-- START EXERCISE MATERIAL --

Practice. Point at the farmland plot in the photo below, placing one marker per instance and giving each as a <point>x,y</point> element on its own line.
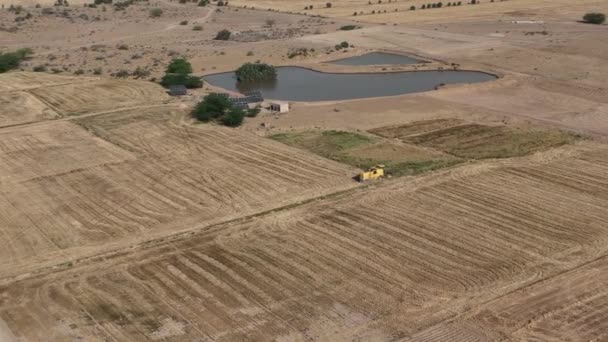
<point>21,107</point>
<point>102,95</point>
<point>371,265</point>
<point>29,80</point>
<point>66,191</point>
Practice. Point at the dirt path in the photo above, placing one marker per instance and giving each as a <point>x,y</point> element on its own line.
<point>5,334</point>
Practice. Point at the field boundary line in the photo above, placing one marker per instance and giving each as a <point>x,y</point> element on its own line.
<point>479,306</point>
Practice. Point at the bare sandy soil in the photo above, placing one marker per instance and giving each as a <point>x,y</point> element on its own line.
<point>405,258</point>
<point>122,220</point>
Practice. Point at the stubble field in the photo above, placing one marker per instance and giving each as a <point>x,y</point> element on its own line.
<point>397,261</point>
<point>121,220</point>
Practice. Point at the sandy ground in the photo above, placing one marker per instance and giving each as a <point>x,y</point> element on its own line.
<point>5,334</point>
<point>133,224</point>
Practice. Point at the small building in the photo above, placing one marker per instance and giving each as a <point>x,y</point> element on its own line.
<point>281,107</point>
<point>178,90</point>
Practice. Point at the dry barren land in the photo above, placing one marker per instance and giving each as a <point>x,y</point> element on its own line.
<point>123,220</point>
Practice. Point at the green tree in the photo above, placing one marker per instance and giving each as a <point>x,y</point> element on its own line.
<point>256,72</point>
<point>594,18</point>
<point>233,118</point>
<point>179,66</point>
<point>12,60</point>
<point>213,106</point>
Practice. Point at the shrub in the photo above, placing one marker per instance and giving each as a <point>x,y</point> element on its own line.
<point>179,66</point>
<point>140,73</point>
<point>12,60</point>
<point>223,35</point>
<point>189,81</point>
<point>253,112</point>
<point>233,118</point>
<point>156,12</point>
<point>213,106</point>
<point>594,18</point>
<point>255,72</point>
<point>193,82</point>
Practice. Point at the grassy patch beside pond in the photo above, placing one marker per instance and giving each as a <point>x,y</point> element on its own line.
<point>365,151</point>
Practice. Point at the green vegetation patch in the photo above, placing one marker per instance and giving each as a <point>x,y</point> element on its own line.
<point>12,60</point>
<point>416,127</point>
<point>364,151</point>
<point>480,142</point>
<point>252,72</point>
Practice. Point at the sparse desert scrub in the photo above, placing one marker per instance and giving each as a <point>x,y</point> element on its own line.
<point>156,12</point>
<point>223,35</point>
<point>594,18</point>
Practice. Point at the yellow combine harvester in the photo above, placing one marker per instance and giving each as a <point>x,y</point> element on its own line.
<point>373,173</point>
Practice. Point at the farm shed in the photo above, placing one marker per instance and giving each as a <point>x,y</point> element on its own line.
<point>281,107</point>
<point>178,90</point>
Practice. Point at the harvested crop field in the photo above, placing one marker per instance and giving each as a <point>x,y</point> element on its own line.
<point>428,252</point>
<point>102,95</point>
<point>21,107</point>
<point>475,141</point>
<point>364,151</point>
<point>73,192</point>
<point>30,80</point>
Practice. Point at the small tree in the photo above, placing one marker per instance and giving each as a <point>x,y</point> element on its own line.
<point>12,60</point>
<point>213,106</point>
<point>594,18</point>
<point>223,35</point>
<point>233,118</point>
<point>156,12</point>
<point>255,72</point>
<point>179,66</point>
<point>253,112</point>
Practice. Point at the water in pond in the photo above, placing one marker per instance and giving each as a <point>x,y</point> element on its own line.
<point>377,58</point>
<point>300,84</point>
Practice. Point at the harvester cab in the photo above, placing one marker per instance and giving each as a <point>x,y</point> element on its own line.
<point>376,172</point>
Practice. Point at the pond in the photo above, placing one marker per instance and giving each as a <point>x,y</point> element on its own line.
<point>301,84</point>
<point>377,58</point>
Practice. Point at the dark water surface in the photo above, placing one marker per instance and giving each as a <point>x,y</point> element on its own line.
<point>377,58</point>
<point>300,84</point>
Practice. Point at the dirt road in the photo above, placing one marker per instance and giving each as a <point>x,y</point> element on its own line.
<point>5,334</point>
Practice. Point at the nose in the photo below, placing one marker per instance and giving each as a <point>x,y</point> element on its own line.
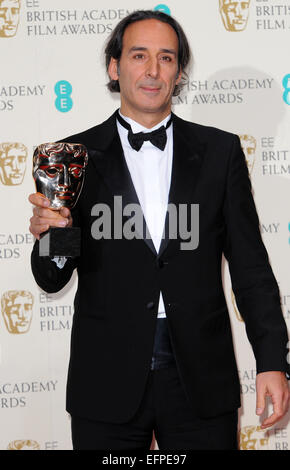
<point>239,10</point>
<point>15,164</point>
<point>152,68</point>
<point>8,15</point>
<point>64,178</point>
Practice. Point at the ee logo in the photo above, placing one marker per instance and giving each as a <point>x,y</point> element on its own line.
<point>286,85</point>
<point>63,90</point>
<point>163,8</point>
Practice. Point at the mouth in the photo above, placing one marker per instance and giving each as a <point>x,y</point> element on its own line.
<point>150,90</point>
<point>64,195</point>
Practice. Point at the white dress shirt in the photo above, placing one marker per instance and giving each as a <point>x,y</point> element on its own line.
<point>150,170</point>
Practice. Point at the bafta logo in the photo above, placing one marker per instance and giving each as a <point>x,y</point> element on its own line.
<point>249,145</point>
<point>13,158</point>
<point>235,14</point>
<point>253,438</point>
<point>16,306</point>
<point>23,445</point>
<point>9,17</point>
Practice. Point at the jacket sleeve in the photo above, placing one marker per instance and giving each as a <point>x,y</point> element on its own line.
<point>254,284</point>
<point>47,274</point>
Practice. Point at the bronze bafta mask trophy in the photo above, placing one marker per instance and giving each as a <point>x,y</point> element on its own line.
<point>58,172</point>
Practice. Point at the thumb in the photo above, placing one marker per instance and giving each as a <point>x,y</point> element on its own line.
<point>260,401</point>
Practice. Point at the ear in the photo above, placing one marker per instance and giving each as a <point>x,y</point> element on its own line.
<point>113,69</point>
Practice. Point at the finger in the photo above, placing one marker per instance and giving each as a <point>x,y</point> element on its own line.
<point>46,213</point>
<point>52,222</point>
<point>260,400</point>
<point>65,212</point>
<point>274,418</point>
<point>39,200</point>
<point>37,230</point>
<point>278,412</point>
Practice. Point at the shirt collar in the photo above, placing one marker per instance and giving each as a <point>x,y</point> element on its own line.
<point>136,127</point>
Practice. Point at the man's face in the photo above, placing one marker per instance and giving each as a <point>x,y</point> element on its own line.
<point>13,166</point>
<point>148,69</point>
<point>18,313</point>
<point>59,175</point>
<point>9,17</point>
<point>234,14</point>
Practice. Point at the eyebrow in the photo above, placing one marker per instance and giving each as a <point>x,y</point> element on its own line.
<point>141,48</point>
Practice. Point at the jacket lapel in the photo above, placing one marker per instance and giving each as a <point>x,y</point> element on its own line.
<point>110,162</point>
<point>107,155</point>
<point>188,154</point>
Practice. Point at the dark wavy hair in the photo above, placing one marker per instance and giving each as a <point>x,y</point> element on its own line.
<point>114,44</point>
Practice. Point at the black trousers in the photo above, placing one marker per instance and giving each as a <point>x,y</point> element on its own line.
<point>166,411</point>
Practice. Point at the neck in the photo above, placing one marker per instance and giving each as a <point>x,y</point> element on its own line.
<point>147,120</point>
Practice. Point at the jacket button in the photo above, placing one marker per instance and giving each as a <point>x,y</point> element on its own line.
<point>150,305</point>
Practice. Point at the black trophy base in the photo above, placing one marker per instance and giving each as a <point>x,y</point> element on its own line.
<point>60,242</point>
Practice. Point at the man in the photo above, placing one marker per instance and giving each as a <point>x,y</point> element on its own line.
<point>149,316</point>
<point>13,158</point>
<point>9,17</point>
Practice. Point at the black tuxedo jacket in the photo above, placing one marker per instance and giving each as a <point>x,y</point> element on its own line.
<point>119,280</point>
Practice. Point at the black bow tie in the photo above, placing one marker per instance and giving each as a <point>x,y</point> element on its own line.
<point>157,137</point>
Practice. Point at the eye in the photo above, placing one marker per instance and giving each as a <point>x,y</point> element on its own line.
<point>75,171</point>
<point>166,58</point>
<point>51,171</point>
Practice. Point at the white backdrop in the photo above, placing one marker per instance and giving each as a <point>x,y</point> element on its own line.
<point>238,83</point>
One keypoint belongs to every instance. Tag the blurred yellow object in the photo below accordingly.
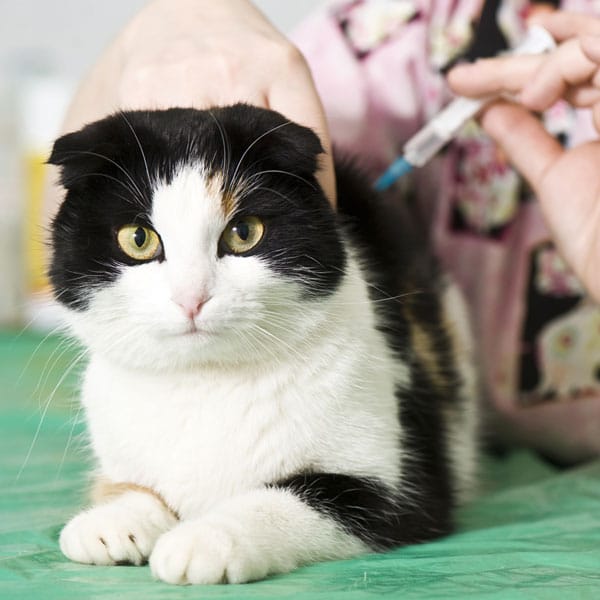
(34, 171)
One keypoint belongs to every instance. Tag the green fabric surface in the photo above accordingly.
(534, 532)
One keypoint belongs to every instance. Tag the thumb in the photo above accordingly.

-- END EXERCISE MATERIAL --

PROMPT: Reproduce these lines without any change, beginning at the line that contains "Practice. Point at the grassy" and ending after the line that contains "<point>30,80</point>".

RESULT:
Practice. Point at the grassy patch beside pond in the photo above, placing one marker per instance and giving each as a <point>x,y</point> element on its own line.
<point>365,151</point>
Practice. Point at the green vegetation patch in the photo above, placing one marker per instance and giving each as a <point>x,y</point> element on its own line.
<point>12,60</point>
<point>416,127</point>
<point>364,151</point>
<point>480,142</point>
<point>252,72</point>
Practice. Point at the sparse desert scrub in the photo above, placing one marker per instance and giving each as a <point>x,y</point> element on its own line.
<point>156,12</point>
<point>223,35</point>
<point>594,18</point>
Practice. Point at the yellow combine harvester in the photo above, placing one marker per instance and giving each as a <point>x,y</point> element on its own line.
<point>373,173</point>
Practice. Point at the farm shed in the photo above, placing one marker per instance and giving each as a <point>x,y</point> element on its own line.
<point>281,107</point>
<point>178,90</point>
Practice. Point at the harvested crop field in the photo above, placing one marker per instance and giving each as a <point>x,y</point> element on its own line.
<point>428,252</point>
<point>102,95</point>
<point>21,107</point>
<point>475,141</point>
<point>364,151</point>
<point>73,192</point>
<point>30,80</point>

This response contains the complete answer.